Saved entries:
#####
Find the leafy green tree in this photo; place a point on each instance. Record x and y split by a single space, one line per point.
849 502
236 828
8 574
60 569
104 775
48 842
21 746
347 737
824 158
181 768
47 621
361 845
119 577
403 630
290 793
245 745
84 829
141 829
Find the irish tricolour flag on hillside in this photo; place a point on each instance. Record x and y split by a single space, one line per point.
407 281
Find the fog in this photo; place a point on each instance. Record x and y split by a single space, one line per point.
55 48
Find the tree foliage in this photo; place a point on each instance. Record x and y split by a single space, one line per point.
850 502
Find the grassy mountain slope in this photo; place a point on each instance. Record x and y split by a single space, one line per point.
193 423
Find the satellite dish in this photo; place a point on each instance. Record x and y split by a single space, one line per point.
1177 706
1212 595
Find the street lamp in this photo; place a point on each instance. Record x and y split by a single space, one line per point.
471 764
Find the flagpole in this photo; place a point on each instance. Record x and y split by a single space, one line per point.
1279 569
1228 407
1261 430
#####
■ Action item
Copy the records word for word.

■ Reply to the task
Find the leafy green tree in this photo; place a point on each instance. Record x and y split by a single space, one line per point.
849 502
236 828
8 574
60 569
104 775
48 842
21 746
347 737
824 158
181 768
47 621
361 845
119 577
403 630
290 793
245 745
84 829
141 829
Find the irish tricolour flag on hillside in this photo; place a point on each instance. Record x and y split by a single space, one line per point.
407 281
Find the fog in this photo; place a point on each instance. Record x and y split by a single space, one line per point.
55 48
Find the tree foliage in this photo; place a point on each instance. Record x and y split by a single space, one line per point.
850 502
Find the grassy mountain slope in this photo; place a point on each instance. Record x and y split by a single space, one line per point.
193 423
Find the satellite dish in this photo; place a point on each instance. Record x and y split by a single space, one line per point.
1177 706
1212 595
Find the street lamp in this photo; place a point on each instance. Record x and y split by a single space, one line per point.
471 764
Find the flagpole in this photo; place a point on each instance. Record x and y split by a single space, one line per point.
1279 569
1228 407
1261 430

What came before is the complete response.